■ TEXT SHOWN ■
.....

Pet rats come in lots of different varieties, but have you ever wondered why and how? Today’s article aims to demystify the genetics which give our rats different colors.
Table of Contents
Dominant and recessive genes
Let’s start with a few terms. A gene is a section of DNA that tells cells, proteins and enzymes what to do. Rats have about 25,000 genes, which are spread across 21 pairs of chromosomes – the DNA strands that are found in the nucleus of each cell. One chromosome in each pair is inherited from the mother and one from the father. That means that rats have two copies of each gene, one from each parent (the only exception to this is genes on the male sex chromosomes, as there is one X and one Y chromosome). Each copy of a gene is called an allele.
Not all alleles of a gene are identical – this is due to mutation of the DNA over time. That’s where the different colors come from – many genes that influence coat color have one allele that doesn’t change the underlying color, and one or more that does. The combination of alleles that a rat inherits determines how they look.
If rats (and we) have two different alleles of each gene, how do the cells know which one to obey? It turns out that not all alleles are equal. Some are “dominant” and over-rule others that are “recessive”. For a recessive gene mutation to show through, the rat needs two copies. When we talk about genes, dominant alleles are represented by a capital letter and recessives by a lower-case letter. As each rat has a pair of alleles for each gene, their genotype is written as a pair of letters – e.g. AA, Aa, or aa.

.....

■ COLLECTED DATA ■
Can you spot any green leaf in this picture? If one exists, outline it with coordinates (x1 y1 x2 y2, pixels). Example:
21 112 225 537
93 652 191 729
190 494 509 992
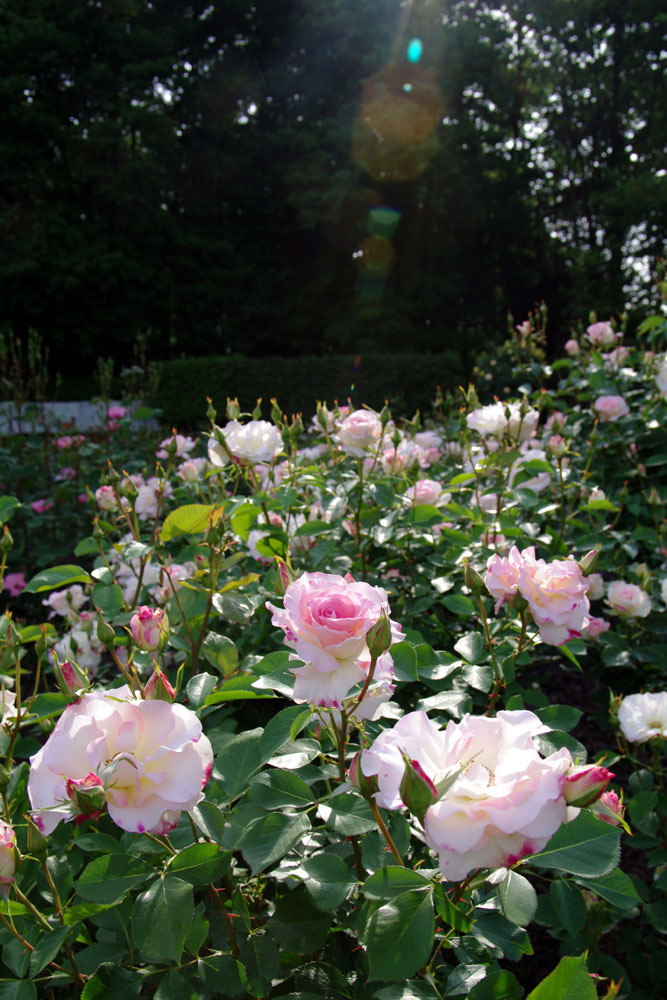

.....

■ YOUR OBJECTIVE ■
Copy from the rat coat color article word for word, starting with "Pet rats come" and going on through "called an allele.". Rely only on the rat coat color article for this.

■ RESPONSE TO THIS EXERCISE ■
Pet rats come in lots of different varieties, but have you ever wondered why and how? Today’s article aims to demystify the genetics which give our rats different colors.
Table of Contents
Dominant and recessive genes
Let’s start with a few terms. A gene is a section of DNA that tells cells, proteins and enzymes what to do. Rats have about 25,000 genes, which are spread across 21 pairs of chromosomes – the DNA strands that are found in the nucleus of each cell. One chromosome in each pair is inherited from the mother and one from the father. That means that rats have two copies of each gene, one from each parent (the only exception to this is genes on the male sex chromosomes, as there is one X and one Y chromosome). Each copy of a gene is called an allele.